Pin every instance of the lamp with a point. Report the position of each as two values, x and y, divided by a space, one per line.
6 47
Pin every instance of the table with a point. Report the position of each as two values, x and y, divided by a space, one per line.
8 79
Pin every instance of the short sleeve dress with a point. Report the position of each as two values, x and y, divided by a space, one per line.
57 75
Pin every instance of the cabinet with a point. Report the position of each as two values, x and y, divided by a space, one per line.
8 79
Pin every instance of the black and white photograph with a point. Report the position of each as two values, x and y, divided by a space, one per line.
★ ★ ★ ★ ★
- [Prompt]: Exactly reproduce the material above.

- [Answer to this problem]:
Pin every instance of the lamp with a point. Report the position of each as two values, x and y, divided by a space, one per line.
6 47
Pin every instance of the table with a point. Report the position of each as two values, x and y, divided by a space, one per line.
8 79
Pin every instance of the short sleeve dress with a point. Report the position of each as two values, x and y, divided by a space, one per line.
57 75
Pin every instance of the cabinet with a point. Report the position of each as two values, x and y, divided by a space, one per line.
8 79
Pin every instance of the black and white photograph with a point. Report the position of each as two values, x and y, divided by a space, one per line.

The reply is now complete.